Task to complete ▸
Reproduce every one of the records below word for word, leaving nothing out.

Source data ▸
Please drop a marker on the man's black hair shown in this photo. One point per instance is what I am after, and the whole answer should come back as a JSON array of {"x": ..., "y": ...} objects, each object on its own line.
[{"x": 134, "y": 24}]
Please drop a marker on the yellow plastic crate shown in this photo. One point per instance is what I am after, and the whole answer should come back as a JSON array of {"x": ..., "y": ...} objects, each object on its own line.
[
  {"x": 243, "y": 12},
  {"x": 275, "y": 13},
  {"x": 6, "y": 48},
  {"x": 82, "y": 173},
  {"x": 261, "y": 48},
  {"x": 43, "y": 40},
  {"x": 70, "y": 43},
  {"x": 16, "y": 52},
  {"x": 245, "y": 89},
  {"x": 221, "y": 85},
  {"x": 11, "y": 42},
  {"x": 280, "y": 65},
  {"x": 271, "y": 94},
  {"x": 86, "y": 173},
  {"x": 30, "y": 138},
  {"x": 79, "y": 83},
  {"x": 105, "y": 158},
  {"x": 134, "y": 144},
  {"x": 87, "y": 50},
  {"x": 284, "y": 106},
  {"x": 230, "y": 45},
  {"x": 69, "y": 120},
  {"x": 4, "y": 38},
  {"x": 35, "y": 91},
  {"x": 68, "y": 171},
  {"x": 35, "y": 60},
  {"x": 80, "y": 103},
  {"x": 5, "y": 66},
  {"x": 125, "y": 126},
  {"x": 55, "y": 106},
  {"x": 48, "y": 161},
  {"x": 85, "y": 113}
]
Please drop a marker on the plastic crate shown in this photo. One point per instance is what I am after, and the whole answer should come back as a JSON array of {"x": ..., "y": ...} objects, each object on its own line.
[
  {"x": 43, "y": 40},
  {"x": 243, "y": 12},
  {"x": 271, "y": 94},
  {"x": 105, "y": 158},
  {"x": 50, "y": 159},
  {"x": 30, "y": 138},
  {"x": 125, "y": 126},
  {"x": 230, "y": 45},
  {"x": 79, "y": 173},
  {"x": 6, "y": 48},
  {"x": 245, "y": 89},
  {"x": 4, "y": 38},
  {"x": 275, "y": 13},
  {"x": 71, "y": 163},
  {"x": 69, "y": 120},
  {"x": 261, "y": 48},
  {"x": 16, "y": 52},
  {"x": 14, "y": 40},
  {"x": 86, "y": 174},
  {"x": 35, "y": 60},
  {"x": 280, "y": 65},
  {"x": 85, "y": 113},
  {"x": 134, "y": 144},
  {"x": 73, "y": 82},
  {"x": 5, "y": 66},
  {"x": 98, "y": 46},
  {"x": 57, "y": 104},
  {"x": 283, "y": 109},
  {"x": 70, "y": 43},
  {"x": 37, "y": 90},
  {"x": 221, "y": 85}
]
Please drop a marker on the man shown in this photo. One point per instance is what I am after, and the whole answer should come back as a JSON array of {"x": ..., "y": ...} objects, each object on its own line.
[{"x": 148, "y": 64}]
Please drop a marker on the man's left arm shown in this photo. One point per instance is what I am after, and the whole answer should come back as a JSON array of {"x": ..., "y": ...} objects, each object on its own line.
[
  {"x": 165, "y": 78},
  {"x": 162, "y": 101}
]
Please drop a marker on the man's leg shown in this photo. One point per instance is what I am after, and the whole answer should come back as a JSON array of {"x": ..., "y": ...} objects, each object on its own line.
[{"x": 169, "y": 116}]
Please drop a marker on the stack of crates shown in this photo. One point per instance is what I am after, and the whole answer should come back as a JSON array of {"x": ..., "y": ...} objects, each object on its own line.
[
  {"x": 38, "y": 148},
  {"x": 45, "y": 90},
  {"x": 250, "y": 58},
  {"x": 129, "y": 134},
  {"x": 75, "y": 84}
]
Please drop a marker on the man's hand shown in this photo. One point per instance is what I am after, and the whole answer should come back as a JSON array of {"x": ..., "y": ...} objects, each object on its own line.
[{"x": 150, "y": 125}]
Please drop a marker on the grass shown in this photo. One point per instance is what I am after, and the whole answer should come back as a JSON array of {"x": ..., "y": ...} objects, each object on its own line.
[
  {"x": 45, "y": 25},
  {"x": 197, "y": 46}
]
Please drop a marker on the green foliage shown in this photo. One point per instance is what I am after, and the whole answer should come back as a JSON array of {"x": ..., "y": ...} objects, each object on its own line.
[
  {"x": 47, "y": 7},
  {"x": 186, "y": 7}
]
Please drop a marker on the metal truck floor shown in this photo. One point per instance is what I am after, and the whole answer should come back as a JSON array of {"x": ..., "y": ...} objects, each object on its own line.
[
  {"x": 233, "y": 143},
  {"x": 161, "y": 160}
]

Solution to this problem ▸
Please drop a marker on the man's black hair shown in this photo. One point per instance is what I am after, and the whole answer should come back as a JSON array of {"x": ..., "y": ...} objects, each object on its own line.
[{"x": 134, "y": 24}]
Please drop a marker on the yellow plastic crate shown in this photo. One point per instance is what I am after, and the whole answer should come back as a JSON array of {"x": ..., "y": ...} objects, each object on its own line.
[
  {"x": 243, "y": 12},
  {"x": 275, "y": 13},
  {"x": 6, "y": 48},
  {"x": 82, "y": 173},
  {"x": 261, "y": 48},
  {"x": 43, "y": 40},
  {"x": 70, "y": 43},
  {"x": 16, "y": 52},
  {"x": 245, "y": 89},
  {"x": 221, "y": 85},
  {"x": 11, "y": 42},
  {"x": 280, "y": 65},
  {"x": 271, "y": 94},
  {"x": 86, "y": 173},
  {"x": 30, "y": 138},
  {"x": 79, "y": 83},
  {"x": 105, "y": 158},
  {"x": 134, "y": 144},
  {"x": 87, "y": 50},
  {"x": 284, "y": 106},
  {"x": 230, "y": 45},
  {"x": 69, "y": 120},
  {"x": 4, "y": 38},
  {"x": 35, "y": 91},
  {"x": 68, "y": 171},
  {"x": 35, "y": 60},
  {"x": 80, "y": 103},
  {"x": 5, "y": 66},
  {"x": 125, "y": 126},
  {"x": 55, "y": 106},
  {"x": 48, "y": 161},
  {"x": 85, "y": 113}
]
Please drop a marker on the plastic crate shown in this photo. One point per instance is what I am after, and the whole answer should come back as a JSON array of {"x": ..., "y": ...} objects, each object on its own line.
[
  {"x": 43, "y": 40},
  {"x": 243, "y": 12},
  {"x": 271, "y": 94},
  {"x": 105, "y": 158},
  {"x": 50, "y": 159},
  {"x": 30, "y": 138},
  {"x": 125, "y": 126},
  {"x": 230, "y": 45},
  {"x": 79, "y": 173},
  {"x": 6, "y": 48},
  {"x": 245, "y": 89},
  {"x": 4, "y": 38},
  {"x": 275, "y": 13},
  {"x": 71, "y": 163},
  {"x": 69, "y": 120},
  {"x": 261, "y": 48},
  {"x": 16, "y": 52},
  {"x": 14, "y": 40},
  {"x": 86, "y": 174},
  {"x": 35, "y": 60},
  {"x": 280, "y": 65},
  {"x": 85, "y": 113},
  {"x": 134, "y": 144},
  {"x": 73, "y": 82},
  {"x": 5, "y": 66},
  {"x": 98, "y": 46},
  {"x": 57, "y": 104},
  {"x": 283, "y": 109},
  {"x": 70, "y": 43},
  {"x": 37, "y": 90},
  {"x": 221, "y": 85}
]
Please drop a marker on the man shown in this photo. One point per instance is what I am after, and the whole answer should come back as a JSON array of {"x": ..., "y": ...} objects, each object on its own line.
[{"x": 148, "y": 64}]
Please drop a marker on the man's left arm shown in this photo. One point per instance is what I am after, and the whole answer should come back as a JSON array of {"x": ..., "y": ...} objects, each object on its own line.
[
  {"x": 165, "y": 78},
  {"x": 162, "y": 101}
]
Please drop a marker on the man's leg shown in this photo. One point per instance is what I am after, and the whole answer should come back as a JSON array of {"x": ..., "y": ...} objects, each object on its own line.
[{"x": 169, "y": 116}]
Please drop a marker on the stack of crates shown in this photo. One point per instance is what I am after, and the whole answer should come back as a JSON array of {"x": ..., "y": ...} objects, each object on its own line.
[
  {"x": 38, "y": 148},
  {"x": 45, "y": 90},
  {"x": 250, "y": 58},
  {"x": 129, "y": 134},
  {"x": 75, "y": 84}
]
Please drop a marker on the man's hand shown in this photo. One point per instance is what I am after, and the whole answer should come back as a JSON array of {"x": ..., "y": ...} objects, each object on its own line.
[{"x": 150, "y": 125}]
Please drop a marker on the grass shown in this photo. One point per instance is what I am after, and the whole answer should come back as a JSON array of {"x": ..., "y": ...} objects, each object on its own line.
[
  {"x": 45, "y": 25},
  {"x": 197, "y": 46}
]
Please drop a marker on the green foliage shown in this photo. One point per instance is what I am after, and the whole answer should come back as a JSON array of {"x": ..., "y": ...} objects, each object on its own line.
[
  {"x": 47, "y": 7},
  {"x": 186, "y": 7}
]
Please drop a marker on the metal truck floor shown in this photo. One point per instance is what I am after, and the whole answer should come back as a JSON array of {"x": ..., "y": ...} objects, each object on its own line.
[
  {"x": 233, "y": 143},
  {"x": 161, "y": 160}
]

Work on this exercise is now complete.